● SOURCE DATA
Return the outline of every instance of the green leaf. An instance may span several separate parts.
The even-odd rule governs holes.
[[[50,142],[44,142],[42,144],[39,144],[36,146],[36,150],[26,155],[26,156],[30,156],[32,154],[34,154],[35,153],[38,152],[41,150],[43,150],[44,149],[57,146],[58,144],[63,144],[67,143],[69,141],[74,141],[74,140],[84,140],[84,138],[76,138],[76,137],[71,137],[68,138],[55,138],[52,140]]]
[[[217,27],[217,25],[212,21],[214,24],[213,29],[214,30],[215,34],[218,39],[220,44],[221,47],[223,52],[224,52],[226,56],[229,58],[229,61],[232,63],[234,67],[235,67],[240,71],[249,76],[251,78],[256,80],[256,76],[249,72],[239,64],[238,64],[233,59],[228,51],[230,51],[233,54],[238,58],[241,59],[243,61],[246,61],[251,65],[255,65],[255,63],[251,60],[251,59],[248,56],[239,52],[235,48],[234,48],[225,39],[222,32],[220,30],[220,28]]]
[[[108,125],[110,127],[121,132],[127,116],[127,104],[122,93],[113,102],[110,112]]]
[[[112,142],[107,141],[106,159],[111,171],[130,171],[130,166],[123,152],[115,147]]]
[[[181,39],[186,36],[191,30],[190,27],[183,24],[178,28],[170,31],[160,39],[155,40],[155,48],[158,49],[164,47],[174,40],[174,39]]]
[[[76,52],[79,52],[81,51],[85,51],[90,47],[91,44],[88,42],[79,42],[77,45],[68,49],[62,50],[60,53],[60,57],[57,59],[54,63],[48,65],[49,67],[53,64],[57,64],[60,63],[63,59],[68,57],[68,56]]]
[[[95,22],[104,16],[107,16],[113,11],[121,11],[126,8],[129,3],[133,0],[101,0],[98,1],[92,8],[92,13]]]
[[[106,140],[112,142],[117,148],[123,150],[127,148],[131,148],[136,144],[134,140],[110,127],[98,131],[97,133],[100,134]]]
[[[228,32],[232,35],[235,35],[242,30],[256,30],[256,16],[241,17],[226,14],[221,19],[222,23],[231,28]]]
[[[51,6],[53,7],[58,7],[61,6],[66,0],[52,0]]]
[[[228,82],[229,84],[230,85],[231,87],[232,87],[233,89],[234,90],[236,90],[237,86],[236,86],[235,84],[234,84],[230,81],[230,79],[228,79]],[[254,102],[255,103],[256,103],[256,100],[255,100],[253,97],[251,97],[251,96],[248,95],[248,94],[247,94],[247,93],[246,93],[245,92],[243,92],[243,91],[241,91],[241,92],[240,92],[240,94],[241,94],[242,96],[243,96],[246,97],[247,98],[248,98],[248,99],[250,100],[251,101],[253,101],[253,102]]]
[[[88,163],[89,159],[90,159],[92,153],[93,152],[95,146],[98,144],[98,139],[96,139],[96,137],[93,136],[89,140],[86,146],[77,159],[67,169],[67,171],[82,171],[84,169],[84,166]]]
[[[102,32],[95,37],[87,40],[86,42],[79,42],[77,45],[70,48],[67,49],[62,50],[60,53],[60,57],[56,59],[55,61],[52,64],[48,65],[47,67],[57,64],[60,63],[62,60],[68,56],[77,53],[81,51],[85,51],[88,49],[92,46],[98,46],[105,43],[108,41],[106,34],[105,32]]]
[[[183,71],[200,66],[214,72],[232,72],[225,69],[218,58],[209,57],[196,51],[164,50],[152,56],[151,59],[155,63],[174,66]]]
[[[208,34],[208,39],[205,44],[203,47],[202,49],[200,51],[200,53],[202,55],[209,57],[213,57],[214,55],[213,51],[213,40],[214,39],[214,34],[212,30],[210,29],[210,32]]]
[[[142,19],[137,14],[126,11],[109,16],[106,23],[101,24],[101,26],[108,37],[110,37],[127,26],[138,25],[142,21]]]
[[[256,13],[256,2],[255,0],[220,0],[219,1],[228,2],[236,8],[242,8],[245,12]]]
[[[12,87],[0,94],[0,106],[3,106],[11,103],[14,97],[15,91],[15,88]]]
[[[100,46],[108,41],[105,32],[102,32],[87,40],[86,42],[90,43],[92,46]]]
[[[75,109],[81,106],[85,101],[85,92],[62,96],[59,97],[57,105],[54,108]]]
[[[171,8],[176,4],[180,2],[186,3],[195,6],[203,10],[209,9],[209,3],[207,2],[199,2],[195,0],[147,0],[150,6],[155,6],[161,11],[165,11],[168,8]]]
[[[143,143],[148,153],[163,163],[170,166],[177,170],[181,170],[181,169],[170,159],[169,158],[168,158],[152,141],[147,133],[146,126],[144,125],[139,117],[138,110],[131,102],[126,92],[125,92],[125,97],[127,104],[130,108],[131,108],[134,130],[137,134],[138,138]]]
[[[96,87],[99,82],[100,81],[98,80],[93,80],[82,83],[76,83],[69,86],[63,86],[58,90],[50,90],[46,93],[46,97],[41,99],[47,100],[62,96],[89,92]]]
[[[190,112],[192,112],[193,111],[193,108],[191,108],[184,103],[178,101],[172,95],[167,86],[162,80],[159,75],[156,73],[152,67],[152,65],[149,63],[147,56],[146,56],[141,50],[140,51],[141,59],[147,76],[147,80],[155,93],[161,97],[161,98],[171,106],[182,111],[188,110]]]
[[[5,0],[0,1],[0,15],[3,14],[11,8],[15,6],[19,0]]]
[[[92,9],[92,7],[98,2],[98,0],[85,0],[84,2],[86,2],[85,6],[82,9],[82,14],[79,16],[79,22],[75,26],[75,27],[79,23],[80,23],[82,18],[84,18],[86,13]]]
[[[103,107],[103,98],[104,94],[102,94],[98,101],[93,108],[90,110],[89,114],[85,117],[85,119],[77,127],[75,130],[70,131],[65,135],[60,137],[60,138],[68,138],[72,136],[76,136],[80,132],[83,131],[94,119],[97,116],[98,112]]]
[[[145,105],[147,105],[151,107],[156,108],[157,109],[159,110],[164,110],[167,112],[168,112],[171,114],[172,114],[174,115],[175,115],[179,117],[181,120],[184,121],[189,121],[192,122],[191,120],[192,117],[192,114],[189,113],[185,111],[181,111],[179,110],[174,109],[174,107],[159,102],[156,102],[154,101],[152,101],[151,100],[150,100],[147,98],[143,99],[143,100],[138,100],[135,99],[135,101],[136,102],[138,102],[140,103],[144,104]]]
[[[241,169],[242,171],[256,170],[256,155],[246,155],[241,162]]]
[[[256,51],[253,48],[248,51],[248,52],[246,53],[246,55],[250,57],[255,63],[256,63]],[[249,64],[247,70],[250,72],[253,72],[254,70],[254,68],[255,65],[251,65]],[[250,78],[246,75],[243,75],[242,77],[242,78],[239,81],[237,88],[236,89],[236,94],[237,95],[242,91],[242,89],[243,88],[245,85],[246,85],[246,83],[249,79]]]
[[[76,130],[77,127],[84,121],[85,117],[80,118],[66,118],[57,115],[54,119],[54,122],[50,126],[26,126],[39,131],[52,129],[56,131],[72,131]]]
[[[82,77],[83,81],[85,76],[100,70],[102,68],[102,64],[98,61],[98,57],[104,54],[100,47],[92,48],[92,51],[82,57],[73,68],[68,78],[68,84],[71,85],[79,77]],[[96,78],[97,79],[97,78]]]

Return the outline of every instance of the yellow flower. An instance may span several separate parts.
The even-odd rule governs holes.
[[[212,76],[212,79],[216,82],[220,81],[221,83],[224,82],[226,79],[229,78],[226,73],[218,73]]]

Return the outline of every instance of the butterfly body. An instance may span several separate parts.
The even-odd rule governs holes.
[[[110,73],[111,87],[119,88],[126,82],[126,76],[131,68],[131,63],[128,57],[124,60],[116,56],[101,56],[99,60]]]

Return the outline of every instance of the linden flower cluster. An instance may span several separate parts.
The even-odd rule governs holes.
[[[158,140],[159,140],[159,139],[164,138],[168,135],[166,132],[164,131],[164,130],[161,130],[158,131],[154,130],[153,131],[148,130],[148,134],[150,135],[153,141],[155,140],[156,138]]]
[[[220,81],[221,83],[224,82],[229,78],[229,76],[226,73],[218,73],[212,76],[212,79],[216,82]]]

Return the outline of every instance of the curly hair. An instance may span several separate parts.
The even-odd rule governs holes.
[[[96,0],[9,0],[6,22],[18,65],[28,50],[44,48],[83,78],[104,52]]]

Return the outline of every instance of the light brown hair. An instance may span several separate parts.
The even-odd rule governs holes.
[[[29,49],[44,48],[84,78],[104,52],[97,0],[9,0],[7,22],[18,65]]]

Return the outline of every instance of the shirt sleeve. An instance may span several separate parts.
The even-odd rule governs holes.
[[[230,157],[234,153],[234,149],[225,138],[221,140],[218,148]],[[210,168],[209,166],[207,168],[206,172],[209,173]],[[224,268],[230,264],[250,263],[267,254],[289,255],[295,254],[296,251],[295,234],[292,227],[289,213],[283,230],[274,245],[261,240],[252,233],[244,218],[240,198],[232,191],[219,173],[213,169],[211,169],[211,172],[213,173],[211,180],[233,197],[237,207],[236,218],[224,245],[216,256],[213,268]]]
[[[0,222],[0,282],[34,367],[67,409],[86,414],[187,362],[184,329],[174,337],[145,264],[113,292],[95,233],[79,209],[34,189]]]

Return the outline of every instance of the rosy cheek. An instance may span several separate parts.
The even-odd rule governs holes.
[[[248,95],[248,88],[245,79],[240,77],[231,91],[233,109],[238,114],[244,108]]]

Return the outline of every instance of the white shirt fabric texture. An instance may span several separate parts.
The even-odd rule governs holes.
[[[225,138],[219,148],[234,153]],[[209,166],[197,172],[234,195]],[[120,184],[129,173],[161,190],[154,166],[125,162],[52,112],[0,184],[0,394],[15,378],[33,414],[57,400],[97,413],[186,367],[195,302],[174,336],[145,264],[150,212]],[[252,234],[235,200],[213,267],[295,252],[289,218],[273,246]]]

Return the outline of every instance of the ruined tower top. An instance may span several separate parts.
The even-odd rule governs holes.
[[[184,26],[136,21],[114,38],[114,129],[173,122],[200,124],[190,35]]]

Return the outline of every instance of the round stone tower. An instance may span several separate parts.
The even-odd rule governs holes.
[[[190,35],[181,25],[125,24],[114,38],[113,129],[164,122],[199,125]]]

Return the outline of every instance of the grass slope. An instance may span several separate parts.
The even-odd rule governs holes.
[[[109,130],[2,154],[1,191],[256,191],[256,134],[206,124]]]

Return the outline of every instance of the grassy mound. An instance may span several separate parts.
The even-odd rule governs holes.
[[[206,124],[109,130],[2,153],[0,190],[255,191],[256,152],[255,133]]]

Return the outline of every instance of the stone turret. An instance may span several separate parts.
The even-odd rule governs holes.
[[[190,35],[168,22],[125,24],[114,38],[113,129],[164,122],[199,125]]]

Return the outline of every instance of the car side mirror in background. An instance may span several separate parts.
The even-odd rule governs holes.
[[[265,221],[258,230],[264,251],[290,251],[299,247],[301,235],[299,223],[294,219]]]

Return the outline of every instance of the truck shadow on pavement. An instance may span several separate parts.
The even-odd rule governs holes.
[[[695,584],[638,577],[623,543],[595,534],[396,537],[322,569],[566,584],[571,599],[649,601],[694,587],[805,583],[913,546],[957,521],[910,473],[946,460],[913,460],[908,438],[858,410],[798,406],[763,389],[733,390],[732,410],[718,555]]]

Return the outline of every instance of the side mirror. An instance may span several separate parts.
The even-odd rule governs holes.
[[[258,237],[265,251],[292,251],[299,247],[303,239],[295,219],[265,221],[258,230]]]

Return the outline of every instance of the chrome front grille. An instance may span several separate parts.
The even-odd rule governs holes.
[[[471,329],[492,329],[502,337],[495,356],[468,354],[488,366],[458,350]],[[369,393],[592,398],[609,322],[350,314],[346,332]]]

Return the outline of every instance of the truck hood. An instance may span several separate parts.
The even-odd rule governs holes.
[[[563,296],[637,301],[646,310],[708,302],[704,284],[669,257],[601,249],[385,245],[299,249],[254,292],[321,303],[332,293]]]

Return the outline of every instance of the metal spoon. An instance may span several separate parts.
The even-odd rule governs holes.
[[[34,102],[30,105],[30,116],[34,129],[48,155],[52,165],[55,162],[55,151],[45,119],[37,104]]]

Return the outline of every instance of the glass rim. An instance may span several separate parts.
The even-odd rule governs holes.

● EXERCISE AIM
Starting with the line that contains "Return the outline of every instance of the truck shadow", output every line through the end of the listing above, unchanged.

● WRITTEN RESPONSE
Return the outline of every instance of the truck shadow on pavement. An instance may span several separate parts.
The even-odd rule governs holes.
[[[695,584],[638,577],[623,543],[595,534],[396,537],[322,569],[566,584],[571,599],[649,601],[694,587],[805,583],[913,546],[957,521],[910,473],[946,460],[913,460],[908,438],[858,410],[798,406],[763,389],[733,390],[732,410],[718,555]]]

Return the outline of every instance of the side mirror. An instance may span several separate parts.
The even-odd rule governs holes.
[[[258,237],[265,251],[292,251],[299,247],[303,239],[295,219],[265,221],[258,230]]]

Return the outline of every instance of the chrome front grille. An instance may span several separate parts.
The even-odd rule governs holes.
[[[471,329],[492,329],[502,337],[495,356],[468,354],[488,366],[458,350]],[[369,393],[592,398],[609,322],[350,314],[346,332]]]

Return the outline of every instance of the truck hood. An instance may span several separate parts.
The even-odd rule governs holes.
[[[563,296],[637,301],[646,310],[708,302],[704,284],[669,257],[601,249],[385,245],[299,249],[254,292],[321,303],[332,293]]]

Return the outline of every instance of the metal spoon. An instance may span several separate parts.
The even-odd rule governs holes.
[[[34,102],[30,105],[30,116],[34,129],[48,155],[52,165],[55,162],[55,151],[45,119],[37,104]]]

Return the outline of every instance of the glass rim. An instance may span several separate parts.
The even-odd rule governs holes.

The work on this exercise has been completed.